**SET OF TASKS**.
**1)** In the journal abstract, restate the paragraph beginning "Context: In Japan" as a short bulleted list that keeps its main facts.
**2)** From the journal abstract, reproduce verbatim the part that opens with the words containing "Objective: The purpose" and closes with "for cancer patients.".

**PAGE EXCERPT**.
Journal of Japanese Society of Cancer Nursing Volume 25, Issue 1 (May 2011)
Japanese

Difficulties Caring for Terminally Cancer Patients at Home : Family Caregivers' and Homecare Providers' Perspectives Yoko Ishii 1 , Mitsunori Miyashita 2 , Kazuki Sato 2 , Taketoshi Ozawa 3 1Ohtawara Red Cross Hospital 2School of Health Sciences, Graduate School of Medicine, Tohoku University 3Megumi Home Care Clinic Keyword: 家族介護者 , がん患者 , 終末期 , 在宅療養 , 困難 , family's caregiver , cancer patient , the end of life , home care , difficulty pp.24-36
Published Date 2011/5/25
  • Abstract
  • Reference

Abstract

 Context: In Japan the incidence of many types of cancer is increasing and due to earlier discharges from the hospital, homecare needs are also increasing. End-of-life homecare is a recent trend; cancer patients may feel very burdened knowing their families are exhausted and anxious attempting to provide their homecare. However, there is no research about what types of difficulties the family caregivers have in managing patients at home.

 Objective: The purpose of this study was to identify the difficulties encountering family caregivers in providing home-based terminal care for cancer patients.

 Methods: Semi-structured interviews were conducted with seven family caregivers and five homecare providers(N=12)to identify the difficulties providing home care. Data were analyzed quantitatively using content analysis.

**Excerpts from a dataset**.
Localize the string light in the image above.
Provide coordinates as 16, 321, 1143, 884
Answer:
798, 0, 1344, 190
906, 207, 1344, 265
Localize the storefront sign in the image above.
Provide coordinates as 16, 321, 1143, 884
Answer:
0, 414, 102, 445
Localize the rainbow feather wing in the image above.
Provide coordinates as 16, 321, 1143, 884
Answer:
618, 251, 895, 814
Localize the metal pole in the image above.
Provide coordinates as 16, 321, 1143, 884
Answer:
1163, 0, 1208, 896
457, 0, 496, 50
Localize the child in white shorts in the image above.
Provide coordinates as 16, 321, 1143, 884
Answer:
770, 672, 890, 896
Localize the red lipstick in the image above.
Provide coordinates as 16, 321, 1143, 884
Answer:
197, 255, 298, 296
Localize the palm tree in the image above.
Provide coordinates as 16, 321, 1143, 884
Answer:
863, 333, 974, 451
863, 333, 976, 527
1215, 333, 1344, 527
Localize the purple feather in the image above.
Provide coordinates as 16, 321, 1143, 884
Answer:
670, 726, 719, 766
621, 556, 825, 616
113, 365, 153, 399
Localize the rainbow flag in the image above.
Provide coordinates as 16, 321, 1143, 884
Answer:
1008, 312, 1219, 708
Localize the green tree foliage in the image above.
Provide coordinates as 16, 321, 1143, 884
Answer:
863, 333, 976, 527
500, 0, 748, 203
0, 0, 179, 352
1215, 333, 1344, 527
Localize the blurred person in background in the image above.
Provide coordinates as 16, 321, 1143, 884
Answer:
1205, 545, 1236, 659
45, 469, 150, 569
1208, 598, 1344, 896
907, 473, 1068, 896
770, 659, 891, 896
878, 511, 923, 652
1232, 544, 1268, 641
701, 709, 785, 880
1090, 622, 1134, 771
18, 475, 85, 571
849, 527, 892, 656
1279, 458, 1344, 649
--
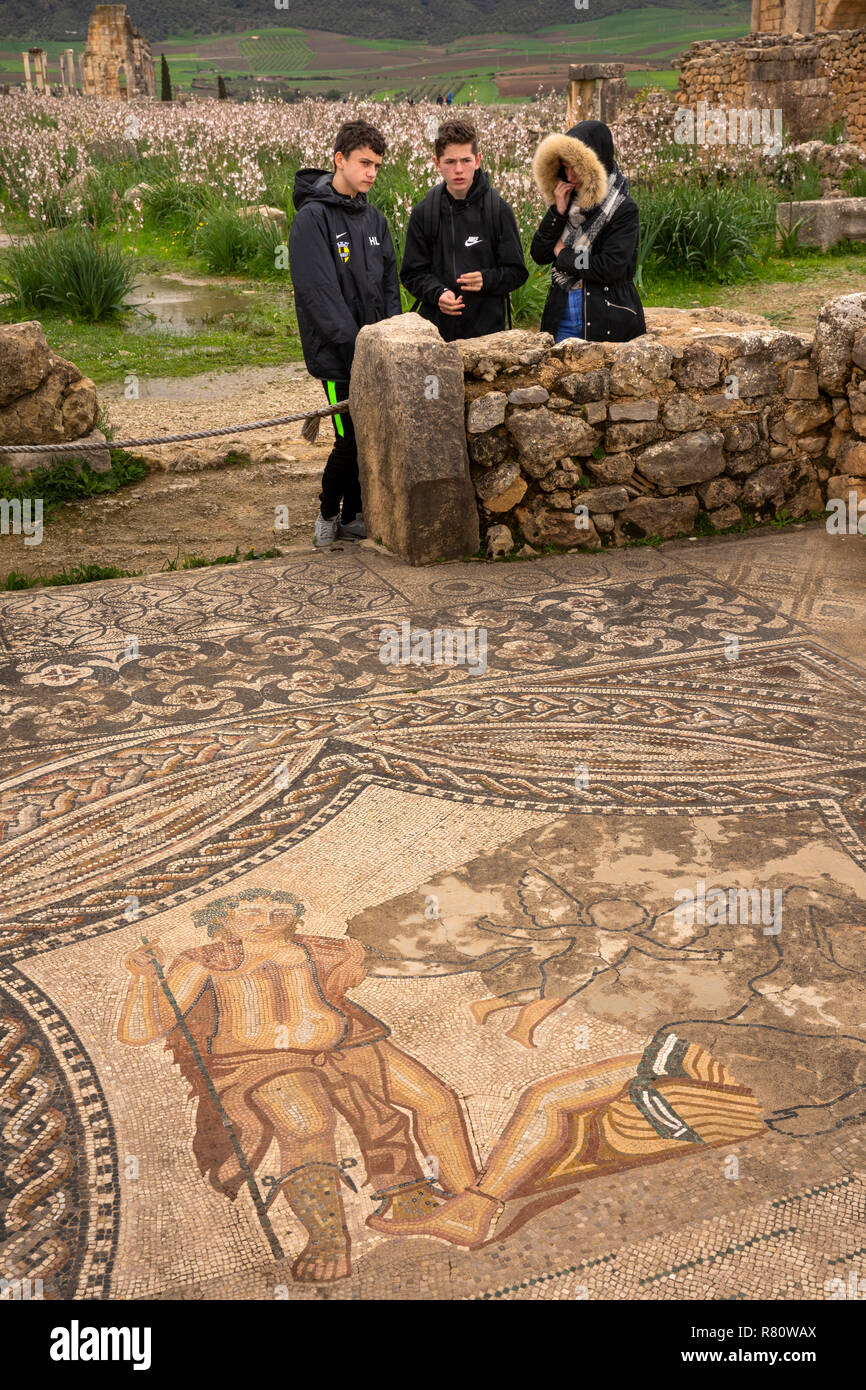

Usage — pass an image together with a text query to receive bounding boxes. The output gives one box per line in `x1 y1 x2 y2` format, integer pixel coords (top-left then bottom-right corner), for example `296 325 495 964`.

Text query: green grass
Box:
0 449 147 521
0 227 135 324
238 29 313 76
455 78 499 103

**PROBLEM SOLUTIONS**.
**1)**
- In Japan, the incidence of many types of cancer is increasing, and earlier hospital discharges are raising homecare needs.
- End-of-life homecare is a recent trend.
- Cancer patients may feel very burdened knowing their families are exhausted and anxious from providing their homecare.
- There is no research on what difficulties family caregivers have in managing patients at home.

**2)**
Objective: The purpose of this study was to identify the difficulties encountering family caregivers in providing home-based terminal care for cancer patients.